La mia infanzia e adolescenza sono
state un inferno.
E’ inutile girarci intorno, è così. E non perché venissi
maltrattata, o meglio, in realtà, è stata anche quella una forma di
maltrattatamento, ma fatta a fin di bene.
Di fatto, gli anni tra i 2 ed i 18 sono stati un susseguirsi di NO. Tanti,
infiniti, troppi no e senza mai uno straccio di spiegazione.
Ripeto, non era una forma di
cattiveria da parte dei miei genitori, ma un insano concetto di protezione.
All’alba dei miei primi passi, per
mesi, se non per anni, non mi è stata data la possibilità di cadere. E si, mai
un bel capitombolo che mi facesse piangere. Risultato, che, l’unica volta, in
cui ho approfittato di un secondo di distrazione dei miei genitori, mi sono
schiantata giù da un gradino e mi sono aperta la fronte con conseguenti 10
punti di sutura.
A 5 anni, venivo portata al parco
come tutti i bambini, ma i miei momenti di gioco tra coetanei vedevano la continua
e costante presenza di mia madre nel raggio di 20 cm che ogni circa 5
secondi mi diceva: “attenta, che ti fai male”, “attenta che cadi”, “attenta,
non correre”. Risultato che tra i 5 e i 9 anni mi sono rotta due caviglie,
distorta varie ossa e come ciliegina sulla torta, sono volata da un metro di
altezza sbattendo in piena fronte con conseguente trauma cranico. Eppure mia mamma
era lì, vicinissima, pronta a prendermi, pronta a non farmi fare male, pronta….
Ma la sua prontezza, che da una parte riusciva a tutelarmi (quasi sempre) da ogni banale
sbucciatura sul ginocchio, mi toglieva, giorno dopo giorno, la capacità, non solo di gestire le cadute ma
soprattutto di pensare autonomamente a ciò che sarebbe stato prudente fare o
non fare. Insomma, più lei mi stava addosso, e più mi deresponsabilizzava.
Dai 12 ai 18 anni, tutto un altro registro.
La missione principale dei miei genitori, non era più proteggermi da eventuali
infortuni, la MISSION era… PROTEGGERMI DAL MONDO!
Ed ecco entrare in gioco mio padre e
la sua parola preferita: NO.
Io: “Papà, ho 12 anni, posso andare
al cinema con le miei amiche sabato?”
Lui: “No”

_Obiettivo 1:_ Nel racconto sull'infanzia compare la frase "Ripeto, non era una forma di cattiveria da parte dei miei genitori, ma un insano concetto di protezione." Traducila in inglese.
_Obiettivo 2:_ Secondo il racconto sull'infanzia, quanti punti di sutura furono necessari dopo la caduta dal gradino?
_Obiettivo 3:_ Riprendi il racconto sull'infanzia e proseguilo a partire dalla risposta del padre.
L'elenco non ha alcun legame con il racconto sull'infanzia.

_Dati forniti:_
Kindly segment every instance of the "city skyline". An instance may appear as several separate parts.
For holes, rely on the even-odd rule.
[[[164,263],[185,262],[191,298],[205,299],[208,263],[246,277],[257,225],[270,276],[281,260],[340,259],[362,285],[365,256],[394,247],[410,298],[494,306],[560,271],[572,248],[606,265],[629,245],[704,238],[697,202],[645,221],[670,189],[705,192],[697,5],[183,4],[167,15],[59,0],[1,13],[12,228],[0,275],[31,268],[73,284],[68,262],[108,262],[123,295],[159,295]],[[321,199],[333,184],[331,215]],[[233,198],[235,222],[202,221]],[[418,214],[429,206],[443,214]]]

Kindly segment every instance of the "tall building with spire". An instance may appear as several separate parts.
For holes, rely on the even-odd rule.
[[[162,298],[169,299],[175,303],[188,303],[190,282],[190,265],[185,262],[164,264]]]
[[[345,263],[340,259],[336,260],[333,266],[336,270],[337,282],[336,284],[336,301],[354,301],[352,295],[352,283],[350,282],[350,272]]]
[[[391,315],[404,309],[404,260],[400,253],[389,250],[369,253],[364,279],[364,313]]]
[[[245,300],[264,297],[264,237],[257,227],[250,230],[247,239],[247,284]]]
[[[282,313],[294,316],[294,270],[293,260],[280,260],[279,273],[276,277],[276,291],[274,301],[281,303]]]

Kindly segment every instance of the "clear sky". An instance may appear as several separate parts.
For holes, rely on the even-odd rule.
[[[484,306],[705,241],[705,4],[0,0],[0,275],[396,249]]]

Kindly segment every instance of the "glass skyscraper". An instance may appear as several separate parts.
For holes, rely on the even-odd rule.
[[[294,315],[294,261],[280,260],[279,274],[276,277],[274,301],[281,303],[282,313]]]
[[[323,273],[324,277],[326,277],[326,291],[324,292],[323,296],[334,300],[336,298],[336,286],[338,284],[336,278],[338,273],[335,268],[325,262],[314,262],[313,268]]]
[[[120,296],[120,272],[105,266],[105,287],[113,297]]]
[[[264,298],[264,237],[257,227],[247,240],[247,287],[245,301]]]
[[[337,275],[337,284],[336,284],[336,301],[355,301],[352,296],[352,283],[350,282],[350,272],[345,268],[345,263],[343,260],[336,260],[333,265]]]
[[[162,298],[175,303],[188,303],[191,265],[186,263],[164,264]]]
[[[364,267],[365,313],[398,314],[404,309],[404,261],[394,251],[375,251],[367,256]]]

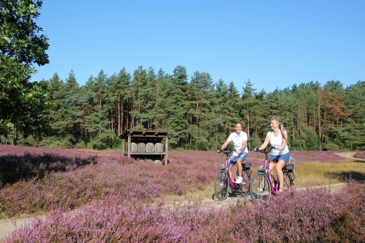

_Risposta 1:_ I repeat, it was not a form of meanness on my parents' part, but an unhealthy notion of protection.

_Risposta 2:_ Furono necessari 10 punti di sutura.

_Risposta 3:_
Io: “Papà, ho 13 anni, posso andare
alla pizzata di fine scuola con i miei compagni”
Lui: “No”
Io: Papà, ho 14 anni, posso andare a
fare una passeggiata in via xx Settembre con Sonia, sabato pomeriggo?”
Lui: “No”
Io: “Papà, ho 15 anni, posso andare
in discoteca domenica pomeriggio?”
Lui: “No”
Potrei andare avanti per pagine e
pagine….. tante domande, un'unica risposta: No.
Starete pensando: “oh poverina!”. E
sì, ero proprio poveriva. Ma credete veramente che quelle cose, non le abbia fatte lo stesso?
Certo che le ho fatte. E ho baciato
un ragazzo quando avevo 13 anni, e ho fumato una sigaretta quando ne avevo 15 e
ho marinato la scuola quando ne avevo 16. Come? Ovvio, nell’unico modo che mi
era possibile, di nasconto, senza strumenti di analisi sociale, senza consapevolezza,
senza responsabilità e con il terrore di essere beccata.
Ma il punto, non è cosa e come ho
fatto le cose; il punto, è che tutti i no che mi sono sentita dire per anni non
mi hanno insegnato nulla.
Quando ho chiesto, e vi assicuro che
l’ho chiesto: “perché no?” Le risposte che si interscambiavano erano due. La
più veloce e semplice era: “no, perché no!” La seconda, se possibile, ancora
meno comprensibile: “no, perché il mondo è pericoloso…. Ilaria, non è che non
mi fido di te, sono gli altri che mi fanno paura!”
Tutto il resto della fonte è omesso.